= Your instructions =
Instruction for the data below: set down exactly the lines from the line with "the metal roller" to the line with "Target: green plant on facade", inclusive, and no others.

= Records shown =

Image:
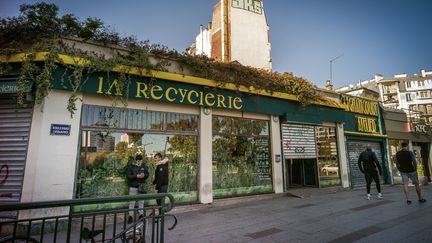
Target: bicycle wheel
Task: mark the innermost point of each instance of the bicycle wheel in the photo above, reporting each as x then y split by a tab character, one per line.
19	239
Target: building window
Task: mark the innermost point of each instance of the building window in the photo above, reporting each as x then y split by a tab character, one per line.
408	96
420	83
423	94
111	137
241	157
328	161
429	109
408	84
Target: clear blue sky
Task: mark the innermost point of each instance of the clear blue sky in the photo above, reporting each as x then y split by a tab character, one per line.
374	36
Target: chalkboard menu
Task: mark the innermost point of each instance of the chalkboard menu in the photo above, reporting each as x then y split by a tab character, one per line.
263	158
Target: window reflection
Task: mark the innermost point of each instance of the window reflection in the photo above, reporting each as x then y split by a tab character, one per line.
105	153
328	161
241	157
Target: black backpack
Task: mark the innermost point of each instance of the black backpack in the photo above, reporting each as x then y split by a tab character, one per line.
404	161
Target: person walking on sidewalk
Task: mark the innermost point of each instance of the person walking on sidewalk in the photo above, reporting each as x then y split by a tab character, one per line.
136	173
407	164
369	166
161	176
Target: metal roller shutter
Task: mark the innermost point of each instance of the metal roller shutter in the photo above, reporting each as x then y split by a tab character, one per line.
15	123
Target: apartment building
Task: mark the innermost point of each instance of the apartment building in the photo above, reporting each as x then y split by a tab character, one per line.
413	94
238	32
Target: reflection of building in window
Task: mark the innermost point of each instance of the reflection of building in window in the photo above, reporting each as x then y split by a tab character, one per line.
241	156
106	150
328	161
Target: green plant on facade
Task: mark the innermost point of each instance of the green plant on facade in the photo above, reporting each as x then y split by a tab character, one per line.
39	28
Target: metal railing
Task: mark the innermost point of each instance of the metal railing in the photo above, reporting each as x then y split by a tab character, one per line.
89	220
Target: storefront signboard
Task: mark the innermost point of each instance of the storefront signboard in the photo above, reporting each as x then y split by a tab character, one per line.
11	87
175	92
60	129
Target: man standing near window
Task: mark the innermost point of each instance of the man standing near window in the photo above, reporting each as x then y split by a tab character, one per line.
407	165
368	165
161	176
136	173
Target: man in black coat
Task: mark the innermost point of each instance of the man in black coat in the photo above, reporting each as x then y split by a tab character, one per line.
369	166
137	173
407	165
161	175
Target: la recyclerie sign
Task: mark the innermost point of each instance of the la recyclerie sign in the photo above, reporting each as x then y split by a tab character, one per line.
==
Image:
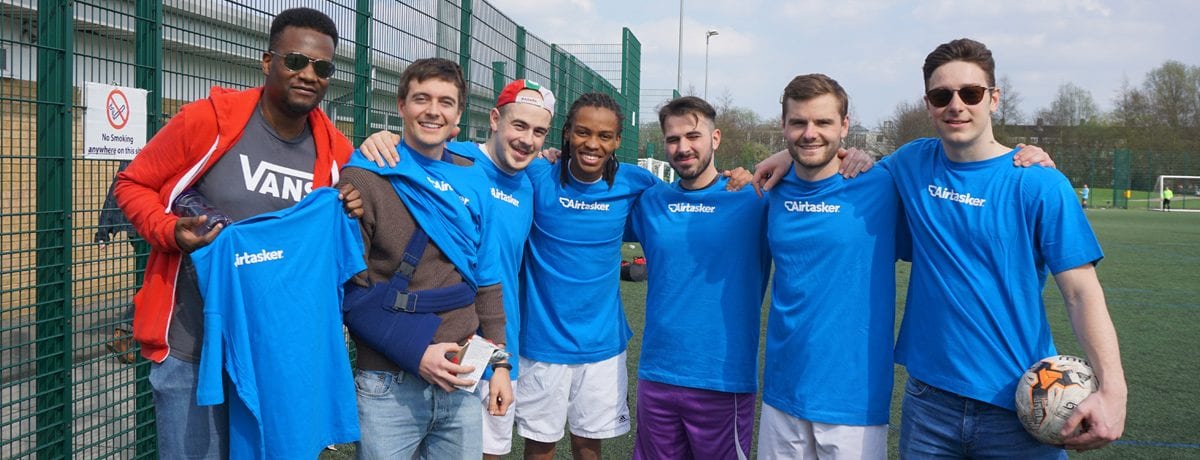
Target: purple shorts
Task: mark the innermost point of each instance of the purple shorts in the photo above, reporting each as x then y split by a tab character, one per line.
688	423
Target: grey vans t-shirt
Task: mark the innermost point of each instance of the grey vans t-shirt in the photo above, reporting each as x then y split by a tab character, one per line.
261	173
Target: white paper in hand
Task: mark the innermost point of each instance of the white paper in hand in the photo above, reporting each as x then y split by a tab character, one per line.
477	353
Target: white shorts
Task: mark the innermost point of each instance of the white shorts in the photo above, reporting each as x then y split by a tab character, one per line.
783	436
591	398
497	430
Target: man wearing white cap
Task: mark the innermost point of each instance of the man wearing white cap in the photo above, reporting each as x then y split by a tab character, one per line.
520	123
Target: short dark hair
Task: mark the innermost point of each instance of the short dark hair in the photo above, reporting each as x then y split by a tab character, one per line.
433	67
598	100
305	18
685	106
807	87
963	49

= Answer to this problem =
Task: mark the innermost point of each instance of the metal roller shutter in the photo above, reporting each as x then y split by a tab character, one per line.
15	123
Target: apartment building
Task: mark the innermost point of each instance of the apartment building in the photo above, reporting each as x then y split by a tab character, one per line.
413	94
238	32
Target: reflection of building in window
Task: mark the innermost point of each instance of the reflection of building in window in the photo above, reporting each as x then y split by a tab character, one per line.
241	156
106	150
328	161
Target: green plant on facade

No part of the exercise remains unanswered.